** START OF TEXT PROVIDED **

- Born: October 27, 1982 (age 43)
- Origin: Pauline, South Carolina, United States
- Genres: Contemporary Christian music
- Occupations: Singer, songwriter, author
- Instrument: Vocals
- Years active: 2010–present
- Label: BEC
- Website: tashalayton.com

= Tasha Layton =

American singer (born 1982)

Tasha Layton (born October 27, 1982) is an American contemporary Christian music singer, songwriter, and author.

Layton had her first CCM radio hit in 2019 with her debut radio single "Love Lifting Me". However, her second radio single, "Into the Sea (It's Gonna Be OK)" released in 2020, has been labelled her breakthrough song, and has seen her elevated into the Billboard Top 5 Female Christian Artists in 2020.

In 2021, her single "Look What You've Done" became her first top ten single on the Billboard Hot Christian Songs chart and her first number one Christian Airplay single. A Good Morning America segment introduced her as "one of the fastest rising stars in Christian music".

In 2022, her debut album "How Far" was released in May. The title track has become her first top five single on the Billboard Hot Christian Songs chart and her second number one Christian Airplay single.

== Early life and education ==
Layton is originally from Pauline, South Carolina. She grew up Southern Baptist and converted to Assemblies of God when she was young. While she was a teenager, her church had undergone a split and she had struggles with her faith. She changed her college major from music to religion and tried out multiple religions. She eventually returned to Christianity after attending a small church about an hour away. After graduation from college, she moved to California and enrolled at The King's Seminary in Van Nuys, Los Angeles, California where she got her Master of Divinity degree. During that time, Layton worked as a worship leader for four years and began working as a session vocalist in the city.

== Career ==
In 2010, she auditioned for season 9 of American Idol, reaching the third round of its Hollywood week and was sent home. Shortly after, she auditioned for and landed a background singer position for Katy Perry, and spent the next four years doing session recordings and tours. She also worked on songs used at Disneyland, Cirque du Soleil, and Nickelodeon. Afterwards, she moved to Nashville, Tennessee to pursue a solo music career, and in 2013 became an instructor at Trevecca Nazarene University.

Layton signed to BEC Recordings, and on September 5, 2018, released her first single and lyric video, "I Belong to You". In October, she released the single "Love Lifting Me". "Love Lifting Me" reached the top 25 on both the Billboard Christian Airplay and Christian AC Airplay charts.

** END OF TEXT PROVIDED **
** START OF COLLECTED DATA **

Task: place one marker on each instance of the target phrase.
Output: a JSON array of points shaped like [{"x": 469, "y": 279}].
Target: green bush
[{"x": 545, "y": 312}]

** END OF COLLECTED DATA **

• STATED GOAL:
What degree did Tasha Layton earn at The King's Seminary, according to the text about her?

• EXERCISE ANSWER:
A Master of Divinity degree.